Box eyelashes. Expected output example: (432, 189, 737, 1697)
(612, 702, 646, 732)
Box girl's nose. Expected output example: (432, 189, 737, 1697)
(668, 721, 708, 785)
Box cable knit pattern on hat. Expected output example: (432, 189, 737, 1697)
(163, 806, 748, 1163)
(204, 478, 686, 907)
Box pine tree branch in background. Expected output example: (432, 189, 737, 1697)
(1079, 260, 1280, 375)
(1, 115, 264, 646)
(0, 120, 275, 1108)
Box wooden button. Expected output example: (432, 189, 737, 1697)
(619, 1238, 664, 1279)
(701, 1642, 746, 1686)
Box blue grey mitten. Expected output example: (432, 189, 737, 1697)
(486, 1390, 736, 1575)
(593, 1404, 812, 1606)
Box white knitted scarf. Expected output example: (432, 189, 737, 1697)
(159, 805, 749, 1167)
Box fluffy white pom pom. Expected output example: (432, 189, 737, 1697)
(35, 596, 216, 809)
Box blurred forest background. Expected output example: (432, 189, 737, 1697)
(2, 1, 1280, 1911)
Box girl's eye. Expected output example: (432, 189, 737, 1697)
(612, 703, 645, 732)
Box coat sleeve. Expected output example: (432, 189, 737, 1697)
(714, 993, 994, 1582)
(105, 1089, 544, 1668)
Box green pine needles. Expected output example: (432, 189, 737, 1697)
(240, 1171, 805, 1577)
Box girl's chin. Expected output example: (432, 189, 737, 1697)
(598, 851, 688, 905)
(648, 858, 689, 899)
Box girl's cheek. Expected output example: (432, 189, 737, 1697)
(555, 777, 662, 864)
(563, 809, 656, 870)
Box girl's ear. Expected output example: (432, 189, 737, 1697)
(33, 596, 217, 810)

→ Exercise objective
Retype each record above so that every word stays exactly the same.

→ Response to the task
Box eyelashes. Expected output example: (432, 189, 737, 1697)
(612, 702, 646, 732)
Box girl's nose. Expected output example: (432, 189, 737, 1697)
(668, 721, 708, 785)
Box cable knit pattern on hat. Expected output example: (432, 189, 737, 1697)
(163, 806, 748, 1163)
(204, 478, 686, 907)
Box pine tree branch in background. Expected output example: (432, 189, 737, 1697)
(1079, 260, 1280, 375)
(1, 115, 264, 646)
(0, 120, 275, 1108)
Box wooden button. Expected output example: (432, 189, 737, 1697)
(619, 1238, 664, 1279)
(701, 1642, 746, 1686)
Box blue grey mitten. Expected output example: (432, 189, 737, 1697)
(486, 1390, 736, 1575)
(593, 1404, 812, 1606)
Box white knitted scarf. Expected output example: (432, 189, 737, 1697)
(159, 805, 749, 1167)
Box fluffy white pom pom. Expected output example: (432, 189, 737, 1697)
(35, 596, 216, 809)
Box blurred forest background. Expected output example: (432, 189, 737, 1697)
(2, 1, 1280, 1911)
Box girl's eye. Expected output example: (432, 189, 737, 1697)
(612, 703, 645, 732)
Box coat sleeve. Expected output example: (432, 189, 737, 1697)
(714, 993, 994, 1582)
(105, 1089, 544, 1668)
Box green pine needles. Expected output example: (432, 189, 737, 1697)
(240, 1171, 805, 1577)
Box girl's chin. Expected output example: (432, 189, 737, 1697)
(598, 851, 688, 905)
(648, 858, 689, 899)
Box girl's cheek. Expected output example: (432, 189, 737, 1697)
(555, 777, 662, 864)
(563, 809, 656, 870)
Box girl's ear. Expected output example: (432, 189, 737, 1697)
(33, 596, 217, 810)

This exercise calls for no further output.